Israel’s apartheid regime and its military forces are inching toward spreading its war to its neighbors. U.S. President Joe Biden’s apartheid regime, Israel’s abettor and partner in crime, has already started rolling the ball and paving the way with several strikes in Syria and Iraq.
The U.S. conducted several sets of strikes this month on Iran-linked facilities in retaliation for continuing attacks on U.S. forces in Iraq and Syria. Israeli warplanes conducted airstrikes along the border with Lebanon claiming that the Iran-supported Hezbollah group attacked several Israeli army posts last weekend. Israel said on Sunday an Israeli civilian was killed when an anti-tank missile from Lebanon hit a vehicle near Kibbutz Yiftah in the Upper Galilee. Israel also struck “assets in Syria that belong to the group responsible for launching a drone at a school in Eilat overnight on Wednesday.” Israel, as usual, did not specify which organization was behind the drone attack on Israel or what targets, if any, were hit in Syria.
(I’m taking the liberty of a sidebar here: Questions about the Oct. 7 raid. Those kibbutz deaths have hardly been recorded or verified by any independent sources, including those 1,400 reportedly killed in Ba’ars, Nir Oz and Re’im, where funerals of 1,400 atheist persons would last weeks if not months, let alone the rituals required of the people in the Jewish faith. How many Kassam Brigade elements infiltrated the occupied area? According to Israel’s early announcement, “about 200.” Last week the number climbed to 2,000. How many rounds of ammunition did they have? And one last final point in this loathsome issue: Even the numbers given in the most detailed accounts and maps of that ill-fated and insensate Oct. 7 Shabbat raid cannot add up to 1,400. As I said it is just a sidebar, at the moment.)
Western media takes sides
Western media members are keeping their fingers crossed (actually they are rubbing two fingers and their thumb together, if you know what I mean) that the Israeli-Palestinian conflict could (should) trigger unrest across the Arab world. The Economist, for instance, was asking last week if (or when) the conflict would trigger unrest across the Arab world. The Economist thinks that such a war has three candidates more vulnerable to instability: Syria, Iraq and Lebanon. The prediction is based on the magazine’s very scientific “risk modeling” analysis findings that those states “are at risk given their political or geographical proximity to the conflict.”

Exercise A: Retype the passage of the commentary on the Middle East conflict from "(I’m taking the" to "at the moment.)".
Exercise B: Write the next part of the commentary on the Middle East conflict, beginning right after its last sentence.

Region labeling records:

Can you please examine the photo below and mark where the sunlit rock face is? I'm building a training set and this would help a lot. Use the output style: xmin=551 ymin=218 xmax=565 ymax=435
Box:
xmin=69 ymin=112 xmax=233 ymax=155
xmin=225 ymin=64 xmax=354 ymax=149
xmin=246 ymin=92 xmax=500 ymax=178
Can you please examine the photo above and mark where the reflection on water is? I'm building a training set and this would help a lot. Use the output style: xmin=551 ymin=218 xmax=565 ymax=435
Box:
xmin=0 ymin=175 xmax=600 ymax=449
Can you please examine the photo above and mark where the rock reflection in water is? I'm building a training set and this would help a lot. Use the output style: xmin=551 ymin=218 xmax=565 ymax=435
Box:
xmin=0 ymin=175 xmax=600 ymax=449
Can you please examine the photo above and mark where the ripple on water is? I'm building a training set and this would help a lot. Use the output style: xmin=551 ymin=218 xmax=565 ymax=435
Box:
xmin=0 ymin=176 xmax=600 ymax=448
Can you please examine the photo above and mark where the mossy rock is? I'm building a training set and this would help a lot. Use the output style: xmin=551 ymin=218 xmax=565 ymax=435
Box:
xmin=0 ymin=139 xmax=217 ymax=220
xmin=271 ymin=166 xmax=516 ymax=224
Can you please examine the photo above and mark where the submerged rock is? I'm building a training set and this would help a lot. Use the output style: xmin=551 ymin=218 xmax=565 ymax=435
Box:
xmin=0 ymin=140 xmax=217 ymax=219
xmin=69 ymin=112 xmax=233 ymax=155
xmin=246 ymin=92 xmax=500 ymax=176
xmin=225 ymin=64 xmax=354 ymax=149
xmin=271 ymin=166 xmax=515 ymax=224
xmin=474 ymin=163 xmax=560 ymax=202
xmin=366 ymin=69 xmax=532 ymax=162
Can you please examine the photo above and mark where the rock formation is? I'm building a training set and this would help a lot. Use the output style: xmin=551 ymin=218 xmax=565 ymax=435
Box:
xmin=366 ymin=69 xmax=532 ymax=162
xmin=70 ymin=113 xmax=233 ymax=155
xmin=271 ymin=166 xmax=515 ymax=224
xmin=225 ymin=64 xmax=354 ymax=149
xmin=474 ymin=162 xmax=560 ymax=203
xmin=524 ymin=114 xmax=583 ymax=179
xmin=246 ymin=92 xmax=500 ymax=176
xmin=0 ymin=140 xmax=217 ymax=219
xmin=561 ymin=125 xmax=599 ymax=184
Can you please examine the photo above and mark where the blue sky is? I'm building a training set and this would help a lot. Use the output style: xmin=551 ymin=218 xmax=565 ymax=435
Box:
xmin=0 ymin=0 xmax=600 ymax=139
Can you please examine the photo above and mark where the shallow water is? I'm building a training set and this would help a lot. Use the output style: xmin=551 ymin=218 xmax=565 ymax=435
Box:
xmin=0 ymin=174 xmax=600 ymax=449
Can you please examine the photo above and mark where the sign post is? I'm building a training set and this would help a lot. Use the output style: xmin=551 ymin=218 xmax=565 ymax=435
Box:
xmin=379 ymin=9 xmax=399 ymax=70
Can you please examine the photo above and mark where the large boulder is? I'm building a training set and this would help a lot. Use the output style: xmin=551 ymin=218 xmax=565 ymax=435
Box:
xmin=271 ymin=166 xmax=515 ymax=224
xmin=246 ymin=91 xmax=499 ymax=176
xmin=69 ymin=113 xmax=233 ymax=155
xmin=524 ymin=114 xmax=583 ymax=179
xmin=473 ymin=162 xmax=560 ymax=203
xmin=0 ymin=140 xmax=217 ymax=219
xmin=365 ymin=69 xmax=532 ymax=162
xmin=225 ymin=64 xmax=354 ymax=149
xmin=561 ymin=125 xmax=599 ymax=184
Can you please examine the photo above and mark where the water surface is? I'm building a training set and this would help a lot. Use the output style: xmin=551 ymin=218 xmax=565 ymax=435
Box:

Final result A:
(I’m taking the liberty of a sidebar here: Questions about the Oct. 7 raid. Those kibbutz deaths have hardly been recorded or verified by any independent sources, including those 1,400 reportedly killed in Ba’ars, Nir Oz and Re’im, where funerals of 1,400 atheist persons would last weeks if not months, let alone the rituals required of the people in the Jewish faith. How many Kassam Brigade elements infiltrated the occupied area? According to Israel’s early announcement, “about 200.” Last week the number climbed to 2,000. How many rounds of ammunition did they have? And one last final point in this loathsome issue: Even the numbers given in the most detailed accounts and maps of that ill-fated and insensate Oct. 7 Shabbat raid cannot add up to 1,400. As I said it is just a sidebar, at the moment.)

Final result B:
We don’t need your lousy risk-modeling mumbo-jumbo as a confusing or meaningless analysis. We can tell what the Israeli and U.S. joint war council is doing right now: trying to divert international attention from the ethnic cleansing efforts continuing in Gaza. Under the disguise of “humanitarian pauses in war with Hamas,” they are pushing people from the north to the south and soon this exodus is heading from southern Gaza to the Sinai desert.
Meanwhile, global public opinion has already turned against the U.S.-Israel joint stock company so now even U.S. lawmakers are speaking out about how many dead Palestinian babies would be enough for the U.S. Congress to pass a resolution calling for a cease-fire. (That was Angela Nixon, Florida state representative, District 13, calling in tears for the Israel-Gaza cease-fire. She got just one vote. She received a stomach-turning answer to her question: “All of them” from Michelle Salzman, a Republican member of the Florida House of Representatives representing the state’s first district.)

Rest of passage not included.